→ **The problem**: Extract from the entries below, exactly as given, only the lines from the line containing "pixel 81 648" to the line containing "pixel 144 681", both lines included.

_ _ _

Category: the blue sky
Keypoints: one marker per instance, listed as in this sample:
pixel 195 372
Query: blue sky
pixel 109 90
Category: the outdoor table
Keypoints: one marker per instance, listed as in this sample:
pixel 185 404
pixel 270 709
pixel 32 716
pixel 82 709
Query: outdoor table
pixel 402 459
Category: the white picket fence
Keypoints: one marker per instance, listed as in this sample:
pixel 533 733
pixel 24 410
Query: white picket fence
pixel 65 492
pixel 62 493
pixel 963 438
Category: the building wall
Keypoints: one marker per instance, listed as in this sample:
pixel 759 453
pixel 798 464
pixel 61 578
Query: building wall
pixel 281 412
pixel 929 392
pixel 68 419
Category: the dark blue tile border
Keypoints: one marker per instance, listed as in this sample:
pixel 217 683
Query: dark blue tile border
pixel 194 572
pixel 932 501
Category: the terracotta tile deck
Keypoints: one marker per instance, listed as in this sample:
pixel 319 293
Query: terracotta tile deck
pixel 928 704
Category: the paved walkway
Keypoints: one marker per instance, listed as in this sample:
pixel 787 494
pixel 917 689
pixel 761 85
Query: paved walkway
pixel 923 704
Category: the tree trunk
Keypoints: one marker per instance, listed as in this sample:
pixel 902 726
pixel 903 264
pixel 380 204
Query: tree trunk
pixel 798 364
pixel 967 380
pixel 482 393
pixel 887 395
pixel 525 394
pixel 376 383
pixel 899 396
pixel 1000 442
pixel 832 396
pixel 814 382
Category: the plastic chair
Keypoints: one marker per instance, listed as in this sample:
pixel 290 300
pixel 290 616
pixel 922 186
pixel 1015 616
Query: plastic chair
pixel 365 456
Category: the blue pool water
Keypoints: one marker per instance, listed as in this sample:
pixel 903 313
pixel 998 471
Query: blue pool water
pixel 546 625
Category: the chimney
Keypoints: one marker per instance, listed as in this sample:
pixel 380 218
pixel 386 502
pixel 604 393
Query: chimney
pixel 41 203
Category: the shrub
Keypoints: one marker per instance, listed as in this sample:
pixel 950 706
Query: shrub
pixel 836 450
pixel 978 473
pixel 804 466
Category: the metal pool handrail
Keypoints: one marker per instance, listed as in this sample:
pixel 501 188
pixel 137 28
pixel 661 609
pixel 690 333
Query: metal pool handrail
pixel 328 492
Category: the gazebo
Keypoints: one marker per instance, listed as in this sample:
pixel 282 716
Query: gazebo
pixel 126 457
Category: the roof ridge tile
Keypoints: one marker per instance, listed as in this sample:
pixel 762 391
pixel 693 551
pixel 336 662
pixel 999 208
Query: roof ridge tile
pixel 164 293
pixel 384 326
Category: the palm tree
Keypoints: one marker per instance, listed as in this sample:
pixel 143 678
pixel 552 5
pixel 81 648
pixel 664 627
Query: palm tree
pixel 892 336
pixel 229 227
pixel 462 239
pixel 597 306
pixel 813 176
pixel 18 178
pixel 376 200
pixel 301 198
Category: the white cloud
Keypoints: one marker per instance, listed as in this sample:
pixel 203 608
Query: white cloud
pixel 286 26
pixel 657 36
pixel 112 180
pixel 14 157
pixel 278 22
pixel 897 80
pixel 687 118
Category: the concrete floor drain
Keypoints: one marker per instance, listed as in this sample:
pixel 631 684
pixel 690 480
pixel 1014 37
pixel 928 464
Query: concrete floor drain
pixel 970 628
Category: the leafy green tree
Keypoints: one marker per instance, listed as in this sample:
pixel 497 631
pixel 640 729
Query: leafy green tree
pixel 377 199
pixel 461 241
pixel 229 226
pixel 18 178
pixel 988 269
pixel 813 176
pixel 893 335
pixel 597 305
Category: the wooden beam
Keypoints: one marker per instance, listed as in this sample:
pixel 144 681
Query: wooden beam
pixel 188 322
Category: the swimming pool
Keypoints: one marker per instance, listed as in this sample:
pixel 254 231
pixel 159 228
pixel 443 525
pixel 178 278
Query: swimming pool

_ _ _

→ **Response box**:
pixel 81 648
pixel 664 627
Query: palm tree
pixel 892 336
pixel 229 227
pixel 462 239
pixel 597 306
pixel 813 176
pixel 18 178
pixel 376 200
pixel 301 198
Category: the white cloud
Keypoints: one marker per instance, listed as in this sample:
pixel 203 608
Query: white cloud
pixel 286 26
pixel 657 36
pixel 112 180
pixel 14 157
pixel 278 22
pixel 897 80
pixel 687 118
Category: the concrete floor drain
Keypoints: one marker per instance, listed as in this sample:
pixel 631 684
pixel 690 480
pixel 1014 37
pixel 928 464
Query: concrete floor drain
pixel 970 628
Category: the leafy green tree
Keypoints: one marker per instance, listed as in this sample:
pixel 497 631
pixel 640 729
Query: leafy green tree
pixel 377 199
pixel 461 241
pixel 229 226
pixel 18 178
pixel 988 269
pixel 813 176
pixel 893 335
pixel 597 305
Category: the wooden beam
Keypoints: one marker per instance, listed as in this sample:
pixel 144 681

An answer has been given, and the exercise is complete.